▶ [Objective 1]: In the Marseille travel piece, reproduce the passage starting at "With its thriving" and ending at "than it receives.", switching "harbour" to "seaport".
▶ [Objective 2]: Condense the paragraph of the Marseille travel piece that begins "Hostel-wise, there is a massive amount of choice" into a short bulleted list of its main facts.

** start Provided text **

Paris is a hard act to follow, and mention the P-word in the southern capital and you will either be met with a disapproving glare or a hefty coup de poing in the gonads. Yet, unlike the unmistakable inferiority complex of Chicago, or the pseudo-alpha-male claims of Lyon, this urban runner-up seems to show no concern about playing second fiddle to the French capital. Perhaps it’s due to the laissez-faire attitude of the south, brought on by sunny skies and an abundance of fresh fish; perhaps it’s just a habituation to the exasperatingly centralised French infrastructure; or perhaps it’s because according to the Marseillais, anything north of Toulouse just isn’t worth caring about. Returning from my own little sojourn in this scruffy yet gloriously vibrant city, I for one am vouching for the latter.



With its thriving harbour, bustling markets, and thoroughly cosmopolitan feel, Marseille is a melting pot of Provencal flavour and North African spice. A far cry from the stiff upper lips of neighbouring Aix-en-Provence and Toulon, and the over-the-top richesse of Nice and Cannes, this southern hub of industry is an unpolished gem that deserves more credit than it receives.

With such tangible energy comes a hefty serving of squalor, and if you like your cities perfectly polished and gleaming, then Marseille is not for you. Yet look past the litter-strewn streets, screeching sirens and fleeting pavement rats, the gritty reality is in fact something to savour.

Hostel-wise, there is a massive amount of choice, making it almost seem as though Marseille was expressly made for the budgeting traveller. Choosing one at random, we ended up at the well-priced and unbelievably chilled-out Vertigo Centre; a drunken stumble away from the city’s station (42 Rue de Petites Maries). With friendly staff, a handful of bizarre Eastern European guests, and an extraordinarily comfortable sofa, I would definitely go so far as to recommend it.

And as for the city itself, number one visit in the guide books is Marseille’s Vieux Port (Old Port). Still very much in use, you can happily lose a couple of hours on the Quai des Belges while you watch the world go by. However, accompanied by fumes from both the nearby fish market (quite pleasant actually, if you’re into that sort of thing), and the incessant stream of traffic (not quite so nice, in fact more like chain-smoking twelve packs of Marlboro Reds), the threat of suffocation along with the extortionate prices serves to deter all but the well-heeled tourist.

** end Provided text **
** start Extracted material **

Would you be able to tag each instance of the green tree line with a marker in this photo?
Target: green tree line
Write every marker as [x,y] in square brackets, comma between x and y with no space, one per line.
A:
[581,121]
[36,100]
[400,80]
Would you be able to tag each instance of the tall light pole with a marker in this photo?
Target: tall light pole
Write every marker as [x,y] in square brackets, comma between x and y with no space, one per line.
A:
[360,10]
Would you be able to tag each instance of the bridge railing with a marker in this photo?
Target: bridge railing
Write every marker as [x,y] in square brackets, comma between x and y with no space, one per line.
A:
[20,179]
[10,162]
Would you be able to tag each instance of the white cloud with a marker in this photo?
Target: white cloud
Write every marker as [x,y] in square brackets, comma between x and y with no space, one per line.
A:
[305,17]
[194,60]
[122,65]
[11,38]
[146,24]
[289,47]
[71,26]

** end Extracted material **
** start Extracted material **

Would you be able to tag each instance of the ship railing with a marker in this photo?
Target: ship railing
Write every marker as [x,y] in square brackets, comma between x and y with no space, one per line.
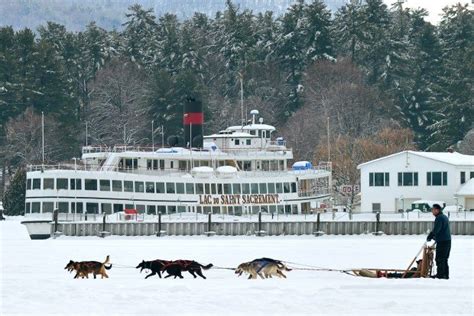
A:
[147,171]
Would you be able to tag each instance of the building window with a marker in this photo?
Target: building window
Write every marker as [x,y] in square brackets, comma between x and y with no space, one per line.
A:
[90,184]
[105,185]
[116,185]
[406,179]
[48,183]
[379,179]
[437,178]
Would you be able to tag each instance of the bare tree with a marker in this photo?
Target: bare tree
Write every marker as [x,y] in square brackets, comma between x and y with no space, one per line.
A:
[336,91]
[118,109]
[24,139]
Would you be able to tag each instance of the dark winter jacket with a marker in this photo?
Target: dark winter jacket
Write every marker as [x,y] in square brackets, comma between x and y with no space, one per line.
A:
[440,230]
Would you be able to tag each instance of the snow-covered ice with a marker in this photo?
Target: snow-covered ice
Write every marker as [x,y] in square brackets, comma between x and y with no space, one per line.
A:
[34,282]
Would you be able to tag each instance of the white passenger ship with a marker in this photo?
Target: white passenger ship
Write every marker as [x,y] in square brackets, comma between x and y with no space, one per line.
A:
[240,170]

** end Extracted material **

▶ [Complete output 1]:
With its thriving seaport, bustling markets, and thoroughly cosmopolitan feel, Marseille is a melting pot of Provencal flavour and North African spice. A far cry from the stiff upper lips of neighbouring Aix-en-Provence and Toulon, and the over-the-top richesse of Nice and Cannes, this southern hub of industry is an unpolished gem that deserves more credit than it receives.

▶ [Complete output 2]:
- Marseille offers a very large choice of hostels, which suits budget travelers.
- The writer's group picked the Vertigo Centre at random.
- It is well priced and very relaxed, a short walk from the city's station at 42 Rue de Petites Maries.
- It has friendly staff, a few odd Eastern European guests, and a very comfortable sofa.
- The writer recommends it.